--- THE DATA ---

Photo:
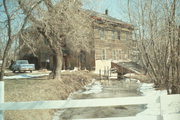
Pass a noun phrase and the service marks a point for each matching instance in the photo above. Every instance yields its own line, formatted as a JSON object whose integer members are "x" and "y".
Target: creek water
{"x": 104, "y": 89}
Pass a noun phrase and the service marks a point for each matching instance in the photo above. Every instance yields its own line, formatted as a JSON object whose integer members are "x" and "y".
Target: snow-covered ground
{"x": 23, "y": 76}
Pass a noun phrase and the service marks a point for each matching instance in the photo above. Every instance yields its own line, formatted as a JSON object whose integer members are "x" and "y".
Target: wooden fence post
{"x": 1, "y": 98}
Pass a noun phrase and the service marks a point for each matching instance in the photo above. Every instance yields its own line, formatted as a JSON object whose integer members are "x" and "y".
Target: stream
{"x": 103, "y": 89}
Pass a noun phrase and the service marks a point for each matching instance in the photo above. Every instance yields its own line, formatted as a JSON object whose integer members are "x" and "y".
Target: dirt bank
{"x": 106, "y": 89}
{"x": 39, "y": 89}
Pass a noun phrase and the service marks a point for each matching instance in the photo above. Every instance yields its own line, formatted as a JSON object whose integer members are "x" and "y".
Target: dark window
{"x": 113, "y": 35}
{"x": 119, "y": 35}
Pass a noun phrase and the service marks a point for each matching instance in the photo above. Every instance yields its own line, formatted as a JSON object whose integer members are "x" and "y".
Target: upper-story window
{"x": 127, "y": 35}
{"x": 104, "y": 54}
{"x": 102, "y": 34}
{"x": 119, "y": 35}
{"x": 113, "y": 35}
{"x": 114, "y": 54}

---
--- THE DATA ---

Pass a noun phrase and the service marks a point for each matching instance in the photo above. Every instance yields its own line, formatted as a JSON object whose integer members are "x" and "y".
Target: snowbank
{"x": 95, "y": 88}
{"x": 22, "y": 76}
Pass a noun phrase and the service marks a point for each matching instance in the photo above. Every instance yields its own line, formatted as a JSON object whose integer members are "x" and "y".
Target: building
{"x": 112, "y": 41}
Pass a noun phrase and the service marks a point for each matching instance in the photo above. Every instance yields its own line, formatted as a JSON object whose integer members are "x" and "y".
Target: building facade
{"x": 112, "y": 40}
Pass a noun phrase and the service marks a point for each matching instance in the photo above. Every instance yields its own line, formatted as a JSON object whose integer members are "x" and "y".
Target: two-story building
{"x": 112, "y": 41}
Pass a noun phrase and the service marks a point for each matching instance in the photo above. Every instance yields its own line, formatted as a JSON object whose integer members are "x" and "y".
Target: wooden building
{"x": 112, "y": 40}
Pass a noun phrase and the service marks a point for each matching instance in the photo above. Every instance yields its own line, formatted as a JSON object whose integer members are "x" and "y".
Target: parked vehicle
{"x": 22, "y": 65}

---

▶ **TASK DIRECTIONS**: Pull out each line of the records above that contains the word "story", and copy every such line in full.

▶ **ANSWER FOR THE TASK**:
Target: upper-story window
Target: two-story building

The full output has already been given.